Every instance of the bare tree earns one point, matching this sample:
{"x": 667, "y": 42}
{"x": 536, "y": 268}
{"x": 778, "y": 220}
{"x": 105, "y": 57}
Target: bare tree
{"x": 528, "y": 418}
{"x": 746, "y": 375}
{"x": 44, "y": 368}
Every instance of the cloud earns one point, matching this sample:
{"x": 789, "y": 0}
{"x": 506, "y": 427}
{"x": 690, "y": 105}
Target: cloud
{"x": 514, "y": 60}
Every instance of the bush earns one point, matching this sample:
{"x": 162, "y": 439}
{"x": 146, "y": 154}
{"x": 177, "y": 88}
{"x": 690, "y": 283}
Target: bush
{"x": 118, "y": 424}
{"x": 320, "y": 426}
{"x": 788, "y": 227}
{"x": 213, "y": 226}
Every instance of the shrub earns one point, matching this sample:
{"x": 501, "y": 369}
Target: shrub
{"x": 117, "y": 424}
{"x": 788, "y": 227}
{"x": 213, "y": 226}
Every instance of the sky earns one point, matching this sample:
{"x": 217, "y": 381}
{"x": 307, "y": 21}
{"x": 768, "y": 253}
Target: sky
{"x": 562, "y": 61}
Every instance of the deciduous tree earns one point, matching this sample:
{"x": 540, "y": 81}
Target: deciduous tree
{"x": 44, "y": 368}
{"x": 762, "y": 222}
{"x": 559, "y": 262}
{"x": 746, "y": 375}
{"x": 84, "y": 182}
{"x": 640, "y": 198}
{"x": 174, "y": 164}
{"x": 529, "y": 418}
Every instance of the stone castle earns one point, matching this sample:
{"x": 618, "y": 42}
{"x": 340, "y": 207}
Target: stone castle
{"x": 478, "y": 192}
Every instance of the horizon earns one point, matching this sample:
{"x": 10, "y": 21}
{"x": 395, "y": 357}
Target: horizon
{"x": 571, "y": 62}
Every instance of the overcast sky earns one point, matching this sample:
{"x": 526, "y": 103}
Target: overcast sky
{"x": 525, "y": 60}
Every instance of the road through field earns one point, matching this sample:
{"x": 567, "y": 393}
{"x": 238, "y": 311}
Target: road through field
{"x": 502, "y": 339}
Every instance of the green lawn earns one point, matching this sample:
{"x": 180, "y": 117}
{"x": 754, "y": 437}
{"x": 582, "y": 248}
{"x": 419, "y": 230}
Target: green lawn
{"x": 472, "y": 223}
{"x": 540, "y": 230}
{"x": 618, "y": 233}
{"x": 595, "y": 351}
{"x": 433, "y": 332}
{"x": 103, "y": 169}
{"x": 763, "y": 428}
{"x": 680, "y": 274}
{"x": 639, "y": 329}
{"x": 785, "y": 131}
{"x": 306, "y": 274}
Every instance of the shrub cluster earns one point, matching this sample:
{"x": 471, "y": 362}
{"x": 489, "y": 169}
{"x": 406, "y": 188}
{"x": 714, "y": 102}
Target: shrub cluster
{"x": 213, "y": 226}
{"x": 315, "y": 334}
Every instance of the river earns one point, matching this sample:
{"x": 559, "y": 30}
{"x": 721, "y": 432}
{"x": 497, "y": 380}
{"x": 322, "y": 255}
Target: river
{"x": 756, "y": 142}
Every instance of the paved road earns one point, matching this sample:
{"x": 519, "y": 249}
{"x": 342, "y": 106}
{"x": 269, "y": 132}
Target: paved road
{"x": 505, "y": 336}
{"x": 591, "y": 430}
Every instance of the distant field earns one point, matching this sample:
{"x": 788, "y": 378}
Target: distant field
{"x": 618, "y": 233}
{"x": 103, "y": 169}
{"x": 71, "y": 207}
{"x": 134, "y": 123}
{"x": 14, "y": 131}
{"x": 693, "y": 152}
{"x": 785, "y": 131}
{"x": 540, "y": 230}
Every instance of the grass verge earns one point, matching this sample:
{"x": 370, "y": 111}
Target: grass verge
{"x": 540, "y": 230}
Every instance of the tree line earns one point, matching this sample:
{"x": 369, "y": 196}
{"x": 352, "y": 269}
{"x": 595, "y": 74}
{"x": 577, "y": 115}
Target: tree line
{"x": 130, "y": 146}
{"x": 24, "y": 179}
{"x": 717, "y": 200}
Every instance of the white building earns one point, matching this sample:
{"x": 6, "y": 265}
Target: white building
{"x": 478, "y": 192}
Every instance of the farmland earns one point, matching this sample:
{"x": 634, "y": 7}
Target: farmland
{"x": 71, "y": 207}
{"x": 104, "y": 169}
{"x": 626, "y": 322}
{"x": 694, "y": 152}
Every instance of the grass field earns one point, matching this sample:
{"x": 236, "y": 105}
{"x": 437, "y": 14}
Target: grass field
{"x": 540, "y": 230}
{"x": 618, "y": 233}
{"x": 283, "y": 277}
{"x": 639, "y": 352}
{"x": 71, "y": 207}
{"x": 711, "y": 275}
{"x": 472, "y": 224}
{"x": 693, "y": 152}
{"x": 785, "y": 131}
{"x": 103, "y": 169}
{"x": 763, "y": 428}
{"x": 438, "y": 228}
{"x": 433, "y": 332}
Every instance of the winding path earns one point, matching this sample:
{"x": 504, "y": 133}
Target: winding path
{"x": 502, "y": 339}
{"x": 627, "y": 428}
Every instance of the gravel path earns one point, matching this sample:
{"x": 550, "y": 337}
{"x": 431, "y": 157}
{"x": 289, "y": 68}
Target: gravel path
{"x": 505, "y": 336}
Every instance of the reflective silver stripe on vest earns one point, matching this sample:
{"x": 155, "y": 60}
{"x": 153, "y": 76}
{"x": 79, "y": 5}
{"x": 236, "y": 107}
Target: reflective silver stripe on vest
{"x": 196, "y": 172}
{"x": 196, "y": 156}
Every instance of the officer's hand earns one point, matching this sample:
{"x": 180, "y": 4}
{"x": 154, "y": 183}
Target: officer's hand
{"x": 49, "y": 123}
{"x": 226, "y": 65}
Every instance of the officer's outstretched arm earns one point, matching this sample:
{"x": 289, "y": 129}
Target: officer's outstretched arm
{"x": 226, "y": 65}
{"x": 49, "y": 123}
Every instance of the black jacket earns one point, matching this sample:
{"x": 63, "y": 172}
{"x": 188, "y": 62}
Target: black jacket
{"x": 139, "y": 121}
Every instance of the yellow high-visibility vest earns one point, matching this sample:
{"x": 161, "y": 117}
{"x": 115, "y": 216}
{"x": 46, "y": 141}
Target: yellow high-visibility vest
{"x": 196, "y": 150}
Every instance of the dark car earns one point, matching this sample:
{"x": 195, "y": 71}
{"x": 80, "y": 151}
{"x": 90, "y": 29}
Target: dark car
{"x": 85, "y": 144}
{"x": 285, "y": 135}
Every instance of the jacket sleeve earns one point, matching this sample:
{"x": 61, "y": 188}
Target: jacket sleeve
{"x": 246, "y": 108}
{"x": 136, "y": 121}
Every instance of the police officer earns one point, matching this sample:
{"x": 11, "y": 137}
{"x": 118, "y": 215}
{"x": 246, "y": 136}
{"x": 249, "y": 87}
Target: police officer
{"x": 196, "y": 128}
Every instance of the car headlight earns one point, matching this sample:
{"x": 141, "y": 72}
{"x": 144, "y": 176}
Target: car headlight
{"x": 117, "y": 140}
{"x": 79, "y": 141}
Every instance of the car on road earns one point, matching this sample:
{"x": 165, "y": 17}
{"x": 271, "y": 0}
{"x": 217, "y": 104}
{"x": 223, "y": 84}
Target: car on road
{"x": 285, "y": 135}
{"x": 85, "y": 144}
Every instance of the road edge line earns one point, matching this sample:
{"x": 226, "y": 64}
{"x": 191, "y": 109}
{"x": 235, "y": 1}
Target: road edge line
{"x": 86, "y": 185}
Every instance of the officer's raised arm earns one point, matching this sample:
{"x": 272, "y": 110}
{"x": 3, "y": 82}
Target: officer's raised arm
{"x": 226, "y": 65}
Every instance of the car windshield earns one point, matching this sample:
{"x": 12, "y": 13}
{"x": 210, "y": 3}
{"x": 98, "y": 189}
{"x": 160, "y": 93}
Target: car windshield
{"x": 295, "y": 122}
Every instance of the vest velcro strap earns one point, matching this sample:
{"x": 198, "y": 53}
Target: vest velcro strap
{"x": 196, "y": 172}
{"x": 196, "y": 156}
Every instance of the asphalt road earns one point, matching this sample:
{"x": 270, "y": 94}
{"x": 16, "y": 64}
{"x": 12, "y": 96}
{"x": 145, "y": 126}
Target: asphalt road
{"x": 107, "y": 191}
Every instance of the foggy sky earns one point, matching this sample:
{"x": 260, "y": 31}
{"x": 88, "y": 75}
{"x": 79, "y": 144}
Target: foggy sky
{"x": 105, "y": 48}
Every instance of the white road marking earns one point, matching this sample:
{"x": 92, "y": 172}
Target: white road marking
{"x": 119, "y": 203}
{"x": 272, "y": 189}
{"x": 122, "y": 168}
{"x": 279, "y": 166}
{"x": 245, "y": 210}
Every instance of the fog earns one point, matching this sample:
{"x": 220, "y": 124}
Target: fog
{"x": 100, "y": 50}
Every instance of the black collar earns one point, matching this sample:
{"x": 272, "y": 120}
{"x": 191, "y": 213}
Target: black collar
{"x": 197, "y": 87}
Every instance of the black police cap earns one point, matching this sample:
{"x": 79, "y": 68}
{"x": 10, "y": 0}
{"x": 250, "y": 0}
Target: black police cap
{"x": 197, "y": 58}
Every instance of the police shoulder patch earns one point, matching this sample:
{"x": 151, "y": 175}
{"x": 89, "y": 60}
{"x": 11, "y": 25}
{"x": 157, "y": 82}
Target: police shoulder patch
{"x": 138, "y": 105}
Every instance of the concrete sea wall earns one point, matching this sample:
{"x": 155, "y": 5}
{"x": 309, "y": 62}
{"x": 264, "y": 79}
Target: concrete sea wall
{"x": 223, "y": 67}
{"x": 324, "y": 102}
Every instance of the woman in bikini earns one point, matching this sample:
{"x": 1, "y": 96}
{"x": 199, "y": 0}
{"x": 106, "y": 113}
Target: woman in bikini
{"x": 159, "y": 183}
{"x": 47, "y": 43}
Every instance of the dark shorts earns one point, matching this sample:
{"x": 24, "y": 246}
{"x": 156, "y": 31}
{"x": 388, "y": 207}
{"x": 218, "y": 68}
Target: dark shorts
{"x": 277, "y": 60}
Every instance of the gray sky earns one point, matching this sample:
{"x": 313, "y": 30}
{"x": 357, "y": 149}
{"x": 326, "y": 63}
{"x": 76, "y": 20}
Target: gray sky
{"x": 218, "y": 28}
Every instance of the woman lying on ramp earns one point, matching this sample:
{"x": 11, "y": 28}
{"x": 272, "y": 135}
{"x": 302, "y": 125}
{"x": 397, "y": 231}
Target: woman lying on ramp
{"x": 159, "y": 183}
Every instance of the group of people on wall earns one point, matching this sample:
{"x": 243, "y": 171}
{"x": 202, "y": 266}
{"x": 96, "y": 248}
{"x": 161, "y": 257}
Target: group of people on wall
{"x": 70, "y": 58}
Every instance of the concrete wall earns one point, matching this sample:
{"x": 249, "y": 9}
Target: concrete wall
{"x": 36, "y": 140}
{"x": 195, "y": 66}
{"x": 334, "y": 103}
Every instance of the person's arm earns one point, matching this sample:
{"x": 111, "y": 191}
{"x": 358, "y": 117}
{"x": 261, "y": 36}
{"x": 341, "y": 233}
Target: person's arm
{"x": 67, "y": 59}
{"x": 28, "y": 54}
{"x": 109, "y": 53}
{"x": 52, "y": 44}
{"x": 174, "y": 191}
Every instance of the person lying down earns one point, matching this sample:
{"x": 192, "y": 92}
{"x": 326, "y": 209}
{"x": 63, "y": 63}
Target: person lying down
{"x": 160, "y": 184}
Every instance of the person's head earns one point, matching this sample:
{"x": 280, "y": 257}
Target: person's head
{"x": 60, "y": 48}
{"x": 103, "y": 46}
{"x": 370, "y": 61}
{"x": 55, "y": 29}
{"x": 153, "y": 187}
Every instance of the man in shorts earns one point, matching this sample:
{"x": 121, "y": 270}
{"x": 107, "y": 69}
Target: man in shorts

- **Task instructions**:
Can you rewrite the lines from the one containing "Every instance of the person's arm" through the last line, inclusive, replacing "earns one point" with "scores one point" and leaving everything else unchanged?

- **Solution**:
Every instance of the person's arm scores one point, matching this sample:
{"x": 111, "y": 191}
{"x": 358, "y": 117}
{"x": 261, "y": 36}
{"x": 341, "y": 233}
Target: person's arm
{"x": 67, "y": 59}
{"x": 28, "y": 54}
{"x": 109, "y": 53}
{"x": 52, "y": 44}
{"x": 174, "y": 191}
Every instance of the person lying down scores one point, matching this sample:
{"x": 192, "y": 92}
{"x": 326, "y": 209}
{"x": 63, "y": 63}
Target: person lying down
{"x": 160, "y": 184}
Every instance of the person's head scores one point, matching this sample:
{"x": 280, "y": 257}
Target: person's head
{"x": 60, "y": 48}
{"x": 103, "y": 46}
{"x": 370, "y": 61}
{"x": 55, "y": 29}
{"x": 153, "y": 187}
Every instance of the man in shorts scores one point, matching this sample:
{"x": 121, "y": 270}
{"x": 107, "y": 69}
Target: man in shorts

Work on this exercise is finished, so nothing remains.